Rewrite the listing below with "concrete pillar" swapped for "stone column" and every other part left as it is.

☆ ☆ ☆

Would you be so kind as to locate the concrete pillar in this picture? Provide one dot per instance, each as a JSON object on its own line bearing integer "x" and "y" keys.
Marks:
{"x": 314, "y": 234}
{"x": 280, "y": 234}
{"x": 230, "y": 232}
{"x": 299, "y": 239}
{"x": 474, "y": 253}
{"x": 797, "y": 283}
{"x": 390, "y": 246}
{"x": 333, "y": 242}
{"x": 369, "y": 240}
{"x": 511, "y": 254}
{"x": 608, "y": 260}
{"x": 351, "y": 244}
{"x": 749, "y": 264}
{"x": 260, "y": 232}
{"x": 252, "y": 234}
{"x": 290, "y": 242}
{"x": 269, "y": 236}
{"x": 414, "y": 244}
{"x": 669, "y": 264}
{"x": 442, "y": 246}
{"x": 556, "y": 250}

☆ ☆ ☆

FULL RESPONSE.
Would you be so kind as to locate the stone column in this picture? Provide one dot per instance, each as a JSON object on its own line bearing integer "x" and "y" keys.
Marks:
{"x": 314, "y": 234}
{"x": 280, "y": 234}
{"x": 230, "y": 232}
{"x": 299, "y": 239}
{"x": 474, "y": 253}
{"x": 797, "y": 283}
{"x": 390, "y": 246}
{"x": 333, "y": 242}
{"x": 369, "y": 240}
{"x": 511, "y": 254}
{"x": 608, "y": 260}
{"x": 351, "y": 244}
{"x": 749, "y": 264}
{"x": 260, "y": 232}
{"x": 252, "y": 234}
{"x": 290, "y": 242}
{"x": 269, "y": 236}
{"x": 414, "y": 244}
{"x": 669, "y": 264}
{"x": 442, "y": 246}
{"x": 556, "y": 250}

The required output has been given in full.